Prompt: In the text on generators, which version of Python added generators, and in what year?

Text block:
Continuation, coroutine, and generator

and other routine

What is generator in Python? Let’s look on what Wikipedia has to say:

Note: I’ve simplified code a bit.

Generators were added to Python in version 2.2 in 2001.[6] An example generator:

In Python, a generator can be thought of as an iterator that contains a frozen stack frame. Whenever next() is called on the iterator, Python resumes the frozen frame, which executes normally until the next yield statement is reached. The generator's frame is then frozen again, and the yielded value is returned to the caller.

https://en.wikipedia.org/wiki/Generator_(computer_programming)#Python

So, does generator is simply iterator? But what is this weird yield thing? And how break statement inside for-loop exits the generator?

Let’s look on the header:

In computer science, a generator is a routine that can be used to control the iteration behaviour of a loop. All generators are also iterators. A generator is very similar to a function that returns an array, in that a generator has parameters, can be called, and generates a sequence of values. However, instead of building an array containing all the values and returning them all at once, a generator yields the values one at a time, which requires less memory and allows the caller to get started processing the first few values immediately. In short, a generator looks like a function but behaves like an iterator.

https://en.wikipedia.org/wiki/Generator_(computer_programming)

But how generator can be a routine that looks like a function but behaves like an iterator? Routine (you can think function for simplicity) returns single value (or no regular value at all) and exits it’s execution. If you call it again it will not remember it’s previous state. It is said, that it returns not a single value, “not an array containing all the values and returning them all at once”, butgenerator yields the values one at a time”. This is weird beast.

Let’s continue to read in Wikipedia:

Generators can be implemented in terms of more expressive control flow constructs, such as coroutines or first-class continuations. Generators, also known as semicoroutines, are a special case of (and weaker than) coroutines, in that they always yield control back to the caller (when passing a value back), rather than specifying a coroutine to jump to; see comparison of coroutines with generators.

Dataset content:
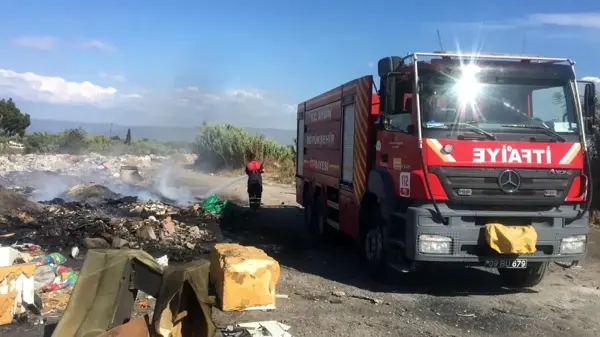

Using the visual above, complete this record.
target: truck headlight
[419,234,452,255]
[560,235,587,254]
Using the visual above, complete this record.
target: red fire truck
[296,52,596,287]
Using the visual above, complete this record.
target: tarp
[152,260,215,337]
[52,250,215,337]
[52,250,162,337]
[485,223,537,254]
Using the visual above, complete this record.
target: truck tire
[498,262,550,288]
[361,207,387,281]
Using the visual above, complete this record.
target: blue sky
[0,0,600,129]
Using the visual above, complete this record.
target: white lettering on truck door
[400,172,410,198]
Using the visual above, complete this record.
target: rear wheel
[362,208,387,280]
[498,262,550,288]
* * *
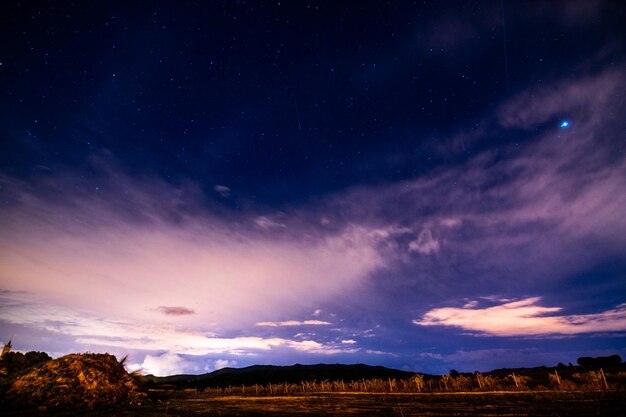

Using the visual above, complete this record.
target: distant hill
==
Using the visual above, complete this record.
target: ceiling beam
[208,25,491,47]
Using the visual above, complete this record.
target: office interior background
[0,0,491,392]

The solution: Version 2.2, in 2001.